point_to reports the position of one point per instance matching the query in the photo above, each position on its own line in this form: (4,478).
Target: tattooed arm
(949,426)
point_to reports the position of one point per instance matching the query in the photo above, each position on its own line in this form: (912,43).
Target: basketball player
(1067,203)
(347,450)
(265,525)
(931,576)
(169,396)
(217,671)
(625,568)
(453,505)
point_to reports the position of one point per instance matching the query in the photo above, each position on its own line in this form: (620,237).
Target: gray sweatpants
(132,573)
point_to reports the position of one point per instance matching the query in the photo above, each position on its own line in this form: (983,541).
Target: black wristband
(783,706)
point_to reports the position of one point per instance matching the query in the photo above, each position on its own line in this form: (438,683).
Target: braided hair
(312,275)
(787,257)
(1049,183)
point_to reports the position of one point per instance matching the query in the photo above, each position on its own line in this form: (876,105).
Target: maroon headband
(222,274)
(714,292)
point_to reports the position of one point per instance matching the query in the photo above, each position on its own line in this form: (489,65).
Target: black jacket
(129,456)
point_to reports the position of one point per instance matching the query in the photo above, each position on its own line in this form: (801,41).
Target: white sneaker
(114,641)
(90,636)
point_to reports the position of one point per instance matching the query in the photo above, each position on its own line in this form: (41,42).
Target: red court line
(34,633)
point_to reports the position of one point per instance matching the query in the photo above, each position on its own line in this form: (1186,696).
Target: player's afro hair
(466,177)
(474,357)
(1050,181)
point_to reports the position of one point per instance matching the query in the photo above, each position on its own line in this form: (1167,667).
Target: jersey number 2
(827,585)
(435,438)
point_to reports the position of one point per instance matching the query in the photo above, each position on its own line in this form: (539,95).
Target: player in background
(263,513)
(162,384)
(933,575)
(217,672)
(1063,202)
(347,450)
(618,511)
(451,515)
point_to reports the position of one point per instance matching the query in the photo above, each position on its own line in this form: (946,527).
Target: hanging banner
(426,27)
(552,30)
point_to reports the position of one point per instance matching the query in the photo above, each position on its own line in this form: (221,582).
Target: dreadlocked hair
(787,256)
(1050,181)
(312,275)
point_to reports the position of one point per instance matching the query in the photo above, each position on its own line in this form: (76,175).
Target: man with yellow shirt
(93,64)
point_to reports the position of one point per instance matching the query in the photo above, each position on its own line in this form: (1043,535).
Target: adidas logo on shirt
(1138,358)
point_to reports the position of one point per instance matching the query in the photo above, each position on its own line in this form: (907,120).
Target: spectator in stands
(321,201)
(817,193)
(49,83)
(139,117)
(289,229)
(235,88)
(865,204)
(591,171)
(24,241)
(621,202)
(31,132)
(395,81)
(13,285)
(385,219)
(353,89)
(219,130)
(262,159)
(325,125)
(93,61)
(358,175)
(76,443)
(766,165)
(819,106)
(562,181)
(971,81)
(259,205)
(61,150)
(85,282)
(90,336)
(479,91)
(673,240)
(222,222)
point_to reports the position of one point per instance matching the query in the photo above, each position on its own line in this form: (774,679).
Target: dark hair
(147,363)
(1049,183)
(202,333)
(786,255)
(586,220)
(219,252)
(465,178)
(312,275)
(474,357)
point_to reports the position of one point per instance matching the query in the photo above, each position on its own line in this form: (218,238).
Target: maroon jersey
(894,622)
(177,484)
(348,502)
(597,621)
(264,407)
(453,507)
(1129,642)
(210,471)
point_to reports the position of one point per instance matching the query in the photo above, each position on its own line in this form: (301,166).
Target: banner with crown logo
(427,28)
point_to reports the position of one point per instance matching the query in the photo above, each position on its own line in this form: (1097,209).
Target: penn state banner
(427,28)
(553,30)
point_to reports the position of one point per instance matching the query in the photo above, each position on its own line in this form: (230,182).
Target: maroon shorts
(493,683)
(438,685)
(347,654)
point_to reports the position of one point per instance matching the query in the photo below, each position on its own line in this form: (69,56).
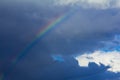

Short exercise: Rewrite all of the items above, switching every "Target" to "Query" and leaving everything else as it is. Omit the pictures from your answer.

Solution for this problem:
point_to reports the position of one point per instance matching the query in the photo above, each position on its own line in this form: (4,478).
Query: tattooed arm
(949,426)
point_to reports the position of one point per instance matching the query in the photo above, each position on its own line in this form: (912,43).
Query: basketball player
(1067,203)
(347,450)
(265,525)
(931,576)
(169,396)
(217,671)
(625,568)
(453,505)
point_to reports the position of one point per instance matching the query in the photo above, each position on its own line in this form: (620,237).
Query: gray sweatpants
(132,573)
point_to reports the position of one point per instance matching the query in the photo above, each position on its own line in this form: (983,541).
Query: black wristband
(783,706)
point_to reports the position of one point per instance matching the query in the photo above, each position on its own line in this form: (438,683).
Query: braided hair
(312,275)
(787,257)
(1049,183)
point_to reports the position of one point per instance matching the query in the photo above, each position on its own line in this form: (876,105).
Query: maroon headband
(222,274)
(714,292)
point_to reports the position of one point per instance matching the query in the photo above, each position on its own line in this form: (489,65).
Query: black jacket
(129,456)
point_to reports the position of one point per instance matching the query in the photo above, each position on its own line in this form: (801,41).
Query: white sneaker
(114,641)
(90,636)
point_to reports the position of one point per instance matching the query in the photo above, each position on its own line in this form: (41,42).
Query: red court line
(34,633)
point_to reports the position of one point per instance matching the query in the photo above, each position on its own line in this form: (1186,696).
Query: player's afro hair
(466,177)
(474,357)
(1050,181)
point_to reports the position of one point per instance matching the query in the photo above, each position on its own line in this form: (1167,667).
Query: jersey number 2
(827,585)
(435,438)
point_to reports the position of one point per instance matching the query in the photo above, each position on its own line in this form: (539,95).
Query: player in background
(263,513)
(162,384)
(933,575)
(217,672)
(1063,202)
(347,450)
(618,511)
(451,515)
point_to reports the position of one point per instance matching the query in the photo above, each position on its own line in this form: (946,527).
Query: hanging banner
(426,27)
(552,30)
point_to reports the position of one point per instance matching the query in the photo above, each position on its own line in this form: (221,582).
Query: dreadlocked hair
(787,256)
(1050,181)
(312,275)
point_to reports the position of one point per instance matching the query in the photo above, each position on its own line in this form: (76,175).
Query: man with yellow shirt
(93,64)
point_to reports the position of one point per instance matching the query in the photo above, each position on its own line in this form: (1043,535).
Query: adidas logo on shirt
(1138,358)
point_to reports the position of one point per instance matching the query in the photo above, each position on its own line in this form: (907,120).
Query: spectator in stands
(321,201)
(817,193)
(49,83)
(139,117)
(289,229)
(235,88)
(865,204)
(591,171)
(24,241)
(621,202)
(31,132)
(395,81)
(13,285)
(385,219)
(353,89)
(219,130)
(262,159)
(325,125)
(93,61)
(358,175)
(76,443)
(766,165)
(819,106)
(562,181)
(971,81)
(259,205)
(61,150)
(85,282)
(90,336)
(479,91)
(673,240)
(222,222)
point_to reports the position of one point per instance matching the query in the photo above, each position on its own line in this form: (774,679).
Query: dark hair
(147,363)
(1049,183)
(202,333)
(786,255)
(586,220)
(219,252)
(465,178)
(312,275)
(474,357)
point_to reports the position of one point per instance matching the query in the photo above, each position on its own line in this form: (218,238).
Query: maroon jersey
(894,622)
(177,484)
(348,502)
(597,621)
(264,407)
(453,507)
(1129,642)
(210,471)
point_to reports the position of one point per instance matching the query in the photo above, each position on its own line in this form: (301,166).
Query: banner with crown logo
(427,28)
point_to reports the position of one point per instance matching the query in the photo above, each position on its own line in this form: (1097,209).
Query: penn state banner
(427,28)
(553,30)
point_to reports the position of one point per instance matching the query in the photo above, each position on its own line in this form: (230,182).
Query: maroon shorts
(493,683)
(438,685)
(347,654)
point_to reports the position of one point per instance matching the query in the photo below, each position on its own line in this form: (69,56).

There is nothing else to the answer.